Task goal :: Copy out, exactly as written, only the line containing "point: blue shirt sleeve" and the lines after it through the end of the records.

Data for processing ::
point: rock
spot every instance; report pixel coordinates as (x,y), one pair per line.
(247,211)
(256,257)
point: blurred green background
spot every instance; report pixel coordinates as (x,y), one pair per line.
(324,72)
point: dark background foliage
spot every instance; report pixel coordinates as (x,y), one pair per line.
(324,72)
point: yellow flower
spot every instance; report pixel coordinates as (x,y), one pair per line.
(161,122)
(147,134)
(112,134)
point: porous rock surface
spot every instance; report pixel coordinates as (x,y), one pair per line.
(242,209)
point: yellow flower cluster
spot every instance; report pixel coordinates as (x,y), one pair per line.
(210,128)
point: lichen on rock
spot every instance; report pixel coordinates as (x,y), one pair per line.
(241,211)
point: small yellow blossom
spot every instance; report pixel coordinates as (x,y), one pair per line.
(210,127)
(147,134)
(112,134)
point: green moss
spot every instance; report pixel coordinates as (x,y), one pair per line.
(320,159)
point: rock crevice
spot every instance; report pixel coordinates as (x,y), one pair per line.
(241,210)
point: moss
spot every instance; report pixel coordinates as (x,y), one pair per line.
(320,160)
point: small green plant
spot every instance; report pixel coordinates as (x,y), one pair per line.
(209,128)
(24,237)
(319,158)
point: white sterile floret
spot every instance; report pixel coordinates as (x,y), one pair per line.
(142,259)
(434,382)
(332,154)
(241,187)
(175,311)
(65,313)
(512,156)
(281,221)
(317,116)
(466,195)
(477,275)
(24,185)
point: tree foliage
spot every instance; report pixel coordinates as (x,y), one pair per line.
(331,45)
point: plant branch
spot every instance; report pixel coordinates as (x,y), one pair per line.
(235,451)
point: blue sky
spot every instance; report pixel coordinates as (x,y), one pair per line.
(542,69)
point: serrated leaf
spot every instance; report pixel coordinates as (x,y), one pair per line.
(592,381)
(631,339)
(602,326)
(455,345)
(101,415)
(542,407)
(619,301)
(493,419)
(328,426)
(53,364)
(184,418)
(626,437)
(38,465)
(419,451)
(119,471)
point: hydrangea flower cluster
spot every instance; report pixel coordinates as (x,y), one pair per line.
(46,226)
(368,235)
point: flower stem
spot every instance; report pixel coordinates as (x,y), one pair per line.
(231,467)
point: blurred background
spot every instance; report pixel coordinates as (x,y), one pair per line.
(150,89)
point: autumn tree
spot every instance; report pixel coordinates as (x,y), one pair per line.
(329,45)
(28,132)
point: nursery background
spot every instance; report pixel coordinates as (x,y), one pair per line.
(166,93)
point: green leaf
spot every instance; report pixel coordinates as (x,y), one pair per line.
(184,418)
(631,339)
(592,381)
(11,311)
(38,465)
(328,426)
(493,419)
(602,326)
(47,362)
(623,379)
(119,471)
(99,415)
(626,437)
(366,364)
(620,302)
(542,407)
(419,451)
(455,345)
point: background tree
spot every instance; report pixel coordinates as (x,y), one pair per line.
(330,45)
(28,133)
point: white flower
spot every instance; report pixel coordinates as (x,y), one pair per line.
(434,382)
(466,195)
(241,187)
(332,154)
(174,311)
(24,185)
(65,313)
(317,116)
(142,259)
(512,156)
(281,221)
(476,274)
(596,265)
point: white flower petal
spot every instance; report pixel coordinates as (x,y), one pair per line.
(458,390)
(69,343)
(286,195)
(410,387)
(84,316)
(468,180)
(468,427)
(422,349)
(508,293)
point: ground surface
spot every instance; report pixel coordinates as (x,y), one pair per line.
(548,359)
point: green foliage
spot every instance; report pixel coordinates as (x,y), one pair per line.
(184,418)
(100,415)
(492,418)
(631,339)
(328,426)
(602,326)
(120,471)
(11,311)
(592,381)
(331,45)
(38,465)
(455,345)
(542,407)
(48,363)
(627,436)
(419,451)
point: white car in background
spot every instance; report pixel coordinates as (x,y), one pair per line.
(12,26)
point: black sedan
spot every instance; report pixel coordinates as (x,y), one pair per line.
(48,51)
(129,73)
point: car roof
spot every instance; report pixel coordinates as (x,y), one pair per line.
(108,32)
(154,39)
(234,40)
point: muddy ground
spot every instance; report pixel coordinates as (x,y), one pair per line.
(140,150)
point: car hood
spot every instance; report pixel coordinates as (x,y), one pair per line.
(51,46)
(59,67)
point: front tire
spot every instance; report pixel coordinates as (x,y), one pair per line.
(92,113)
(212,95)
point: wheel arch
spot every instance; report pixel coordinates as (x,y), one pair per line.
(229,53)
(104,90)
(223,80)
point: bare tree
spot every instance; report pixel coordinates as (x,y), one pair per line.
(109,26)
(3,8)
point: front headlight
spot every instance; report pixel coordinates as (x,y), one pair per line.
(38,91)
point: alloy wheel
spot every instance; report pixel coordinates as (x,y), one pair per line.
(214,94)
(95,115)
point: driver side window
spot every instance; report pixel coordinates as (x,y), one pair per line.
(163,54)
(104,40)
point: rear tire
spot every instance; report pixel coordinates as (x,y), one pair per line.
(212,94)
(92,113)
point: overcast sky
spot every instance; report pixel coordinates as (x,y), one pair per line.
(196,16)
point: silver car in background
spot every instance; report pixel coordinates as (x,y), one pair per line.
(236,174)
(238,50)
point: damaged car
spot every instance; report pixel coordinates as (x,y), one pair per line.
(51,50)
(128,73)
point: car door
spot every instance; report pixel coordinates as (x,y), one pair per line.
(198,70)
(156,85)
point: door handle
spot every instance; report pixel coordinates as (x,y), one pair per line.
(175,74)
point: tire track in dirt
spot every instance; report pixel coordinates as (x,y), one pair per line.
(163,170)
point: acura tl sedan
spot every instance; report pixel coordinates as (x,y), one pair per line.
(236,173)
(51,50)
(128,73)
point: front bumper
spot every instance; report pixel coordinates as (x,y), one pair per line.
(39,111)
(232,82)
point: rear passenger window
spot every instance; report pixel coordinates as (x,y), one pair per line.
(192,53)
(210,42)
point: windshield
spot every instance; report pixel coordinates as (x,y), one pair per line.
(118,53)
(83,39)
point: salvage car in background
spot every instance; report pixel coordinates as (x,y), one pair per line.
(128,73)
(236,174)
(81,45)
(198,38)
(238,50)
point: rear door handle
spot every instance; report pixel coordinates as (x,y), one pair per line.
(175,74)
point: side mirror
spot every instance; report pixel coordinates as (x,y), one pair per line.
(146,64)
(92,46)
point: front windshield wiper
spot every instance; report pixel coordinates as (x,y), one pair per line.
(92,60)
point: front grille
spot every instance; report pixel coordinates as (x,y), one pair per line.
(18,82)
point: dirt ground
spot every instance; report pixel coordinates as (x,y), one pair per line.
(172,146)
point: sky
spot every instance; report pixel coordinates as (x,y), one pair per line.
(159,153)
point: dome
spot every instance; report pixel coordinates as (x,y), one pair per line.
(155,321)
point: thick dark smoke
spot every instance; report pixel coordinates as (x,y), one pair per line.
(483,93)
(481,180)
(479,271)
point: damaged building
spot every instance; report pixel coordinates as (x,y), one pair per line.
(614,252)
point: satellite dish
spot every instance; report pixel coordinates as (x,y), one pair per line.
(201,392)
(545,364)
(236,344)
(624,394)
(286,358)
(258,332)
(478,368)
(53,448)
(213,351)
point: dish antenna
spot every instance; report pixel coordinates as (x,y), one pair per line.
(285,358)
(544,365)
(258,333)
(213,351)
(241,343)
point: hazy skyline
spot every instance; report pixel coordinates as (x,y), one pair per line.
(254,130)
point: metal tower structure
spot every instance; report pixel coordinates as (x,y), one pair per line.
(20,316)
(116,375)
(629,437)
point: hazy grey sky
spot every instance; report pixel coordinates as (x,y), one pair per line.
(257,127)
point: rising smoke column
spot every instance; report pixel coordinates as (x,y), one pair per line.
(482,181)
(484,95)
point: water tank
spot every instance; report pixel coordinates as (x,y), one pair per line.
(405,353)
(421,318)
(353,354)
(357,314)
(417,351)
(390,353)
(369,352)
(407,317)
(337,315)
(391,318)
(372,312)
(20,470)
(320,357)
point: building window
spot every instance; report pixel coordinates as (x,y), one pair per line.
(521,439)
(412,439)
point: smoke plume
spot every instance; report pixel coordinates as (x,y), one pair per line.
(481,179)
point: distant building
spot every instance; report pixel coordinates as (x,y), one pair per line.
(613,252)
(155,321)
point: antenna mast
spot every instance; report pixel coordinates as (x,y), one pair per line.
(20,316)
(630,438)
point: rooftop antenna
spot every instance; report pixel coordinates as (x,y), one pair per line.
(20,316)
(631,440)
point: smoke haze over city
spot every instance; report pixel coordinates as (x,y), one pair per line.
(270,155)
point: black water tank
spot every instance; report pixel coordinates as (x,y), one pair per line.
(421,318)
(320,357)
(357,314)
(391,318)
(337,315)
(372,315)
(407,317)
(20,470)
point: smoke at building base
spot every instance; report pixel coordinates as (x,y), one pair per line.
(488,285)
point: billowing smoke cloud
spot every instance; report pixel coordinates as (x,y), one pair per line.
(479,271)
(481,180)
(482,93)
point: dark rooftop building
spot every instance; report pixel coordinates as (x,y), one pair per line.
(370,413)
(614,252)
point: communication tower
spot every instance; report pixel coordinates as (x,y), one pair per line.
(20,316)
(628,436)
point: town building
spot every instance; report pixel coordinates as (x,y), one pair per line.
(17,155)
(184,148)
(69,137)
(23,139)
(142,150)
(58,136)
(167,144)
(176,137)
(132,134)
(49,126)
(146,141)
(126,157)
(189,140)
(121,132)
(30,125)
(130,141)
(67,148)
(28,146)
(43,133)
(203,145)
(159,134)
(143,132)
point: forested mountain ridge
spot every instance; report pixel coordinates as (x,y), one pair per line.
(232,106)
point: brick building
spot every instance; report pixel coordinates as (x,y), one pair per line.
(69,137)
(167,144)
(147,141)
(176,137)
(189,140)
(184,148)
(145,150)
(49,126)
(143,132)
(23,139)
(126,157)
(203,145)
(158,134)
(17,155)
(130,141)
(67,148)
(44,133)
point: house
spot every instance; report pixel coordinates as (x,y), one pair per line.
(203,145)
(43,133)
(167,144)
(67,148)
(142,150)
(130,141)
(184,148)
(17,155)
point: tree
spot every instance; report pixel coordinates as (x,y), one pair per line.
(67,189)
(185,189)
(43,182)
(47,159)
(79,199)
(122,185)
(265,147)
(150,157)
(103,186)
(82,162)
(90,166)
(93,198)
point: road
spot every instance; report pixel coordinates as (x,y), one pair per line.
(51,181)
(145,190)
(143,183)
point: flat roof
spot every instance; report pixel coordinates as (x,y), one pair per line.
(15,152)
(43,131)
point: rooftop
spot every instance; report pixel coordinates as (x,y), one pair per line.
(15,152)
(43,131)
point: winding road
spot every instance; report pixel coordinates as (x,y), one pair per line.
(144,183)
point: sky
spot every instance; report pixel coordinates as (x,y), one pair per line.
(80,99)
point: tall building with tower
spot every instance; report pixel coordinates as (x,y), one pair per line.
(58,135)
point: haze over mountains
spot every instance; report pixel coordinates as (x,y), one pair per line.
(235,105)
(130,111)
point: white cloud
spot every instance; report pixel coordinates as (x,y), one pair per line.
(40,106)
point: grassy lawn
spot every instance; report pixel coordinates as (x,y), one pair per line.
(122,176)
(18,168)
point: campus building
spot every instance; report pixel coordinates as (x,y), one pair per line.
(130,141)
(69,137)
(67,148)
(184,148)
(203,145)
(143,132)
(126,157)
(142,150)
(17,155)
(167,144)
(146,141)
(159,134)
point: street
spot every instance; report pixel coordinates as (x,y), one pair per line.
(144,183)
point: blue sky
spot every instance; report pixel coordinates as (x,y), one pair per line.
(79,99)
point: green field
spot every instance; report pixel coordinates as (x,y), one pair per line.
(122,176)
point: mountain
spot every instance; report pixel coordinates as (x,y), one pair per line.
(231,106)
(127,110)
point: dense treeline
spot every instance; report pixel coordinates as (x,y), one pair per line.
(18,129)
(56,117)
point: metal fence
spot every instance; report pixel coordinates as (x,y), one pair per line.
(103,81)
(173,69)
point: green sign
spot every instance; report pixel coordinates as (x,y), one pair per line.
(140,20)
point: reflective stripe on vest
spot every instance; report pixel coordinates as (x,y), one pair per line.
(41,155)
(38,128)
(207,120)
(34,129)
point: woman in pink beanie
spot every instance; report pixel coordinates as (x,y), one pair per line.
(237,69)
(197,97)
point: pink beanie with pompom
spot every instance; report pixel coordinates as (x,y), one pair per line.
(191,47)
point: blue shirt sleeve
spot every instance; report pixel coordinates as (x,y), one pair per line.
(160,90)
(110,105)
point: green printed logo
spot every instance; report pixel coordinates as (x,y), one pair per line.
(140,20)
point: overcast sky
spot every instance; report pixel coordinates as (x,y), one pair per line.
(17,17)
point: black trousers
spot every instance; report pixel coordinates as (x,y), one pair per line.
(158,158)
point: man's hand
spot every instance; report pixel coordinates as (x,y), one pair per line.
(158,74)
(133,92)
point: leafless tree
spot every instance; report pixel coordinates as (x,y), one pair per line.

Answer to the exercise ::
point: blue shirt sleeve
spot every instance; report pixel coordinates as (x,y), one pair per line.
(160,90)
(110,105)
point: green printed logo
spot every instance; report pixel coordinates as (x,y), one pair per line.
(140,20)
point: overcast sky
spot every instance; report pixel coordinates as (x,y), one pair per line.
(17,17)
point: black trousers
spot every instance; report pixel coordinates as (x,y), one pair per line.
(158,158)
point: man's hand
spot every instance; report pixel coordinates as (x,y), one pair per line.
(158,74)
(133,92)
point: leafless tree
spot every instance; report pixel coordinates as (x,y), one pair per line.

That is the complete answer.